Available records.
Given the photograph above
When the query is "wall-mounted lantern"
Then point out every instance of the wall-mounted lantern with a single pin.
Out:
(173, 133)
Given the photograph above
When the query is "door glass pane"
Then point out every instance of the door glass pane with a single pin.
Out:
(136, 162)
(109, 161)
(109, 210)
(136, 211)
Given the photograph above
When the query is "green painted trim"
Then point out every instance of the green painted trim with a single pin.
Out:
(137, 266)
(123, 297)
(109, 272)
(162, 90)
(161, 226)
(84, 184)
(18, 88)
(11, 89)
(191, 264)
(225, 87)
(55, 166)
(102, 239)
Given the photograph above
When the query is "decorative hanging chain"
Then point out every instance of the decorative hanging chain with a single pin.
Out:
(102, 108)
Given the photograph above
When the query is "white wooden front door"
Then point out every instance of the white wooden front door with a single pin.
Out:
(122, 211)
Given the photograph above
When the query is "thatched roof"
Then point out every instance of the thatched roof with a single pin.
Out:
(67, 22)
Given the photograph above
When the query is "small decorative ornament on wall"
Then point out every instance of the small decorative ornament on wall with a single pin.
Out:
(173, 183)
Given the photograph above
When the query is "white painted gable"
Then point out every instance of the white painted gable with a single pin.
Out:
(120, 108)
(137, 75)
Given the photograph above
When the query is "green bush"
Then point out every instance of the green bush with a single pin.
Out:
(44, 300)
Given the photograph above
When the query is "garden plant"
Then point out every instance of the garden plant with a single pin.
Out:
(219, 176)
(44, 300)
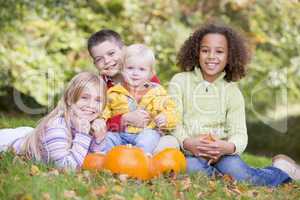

Problem statement. Reprint all the data above verbatim, excluding pictures.

Task response.
Given the photograph above
When the query is "wall-mounted lantern"
Then point out every instance of the wall-mounted lantern with a single pin.
Out:
(173, 133)
Given the photograph above
When the query is "door glass pane"
Then point out every instance of the door glass pane with a single pin.
Out:
(136, 162)
(109, 161)
(109, 210)
(136, 211)
Given the photograph above
When the query is "green painted trim"
Then point out every instance of the green painted trim with a single pin.
Out:
(137, 266)
(123, 297)
(109, 272)
(162, 90)
(161, 226)
(84, 184)
(18, 88)
(11, 89)
(191, 264)
(225, 87)
(55, 166)
(102, 239)
Given the photograph above
When the query is "decorative hanging chain"
Then point out every instance of the decorative hanging chain with a single pin.
Out:
(102, 108)
Given the photograph above
When the query is "white wooden front door"
Then point out every instance of the white wooden front door with a single pin.
Out:
(122, 211)
Given the photograph above
When the query is "thatched roof"
Then point out every instance of the thatched roof with a single pin.
Out:
(67, 22)
Given the photograph above
When the query is "small decorative ornament on wall"
Then point out every instance of the small decorative ornament on wall with a single pin.
Out:
(173, 183)
Given the photograph above
When the query is "white painted gable"
Then point out every instance of the white painted gable with a single pin.
Out:
(120, 108)
(137, 75)
Given the photograph above
When the query is "green bush"
Then point out every instance of the green bush with a single pin.
Out:
(44, 300)
Given the photograph above
When the query is "garden plant"
Then point out every instance of the garden plant with a single pin.
Out:
(219, 176)
(44, 300)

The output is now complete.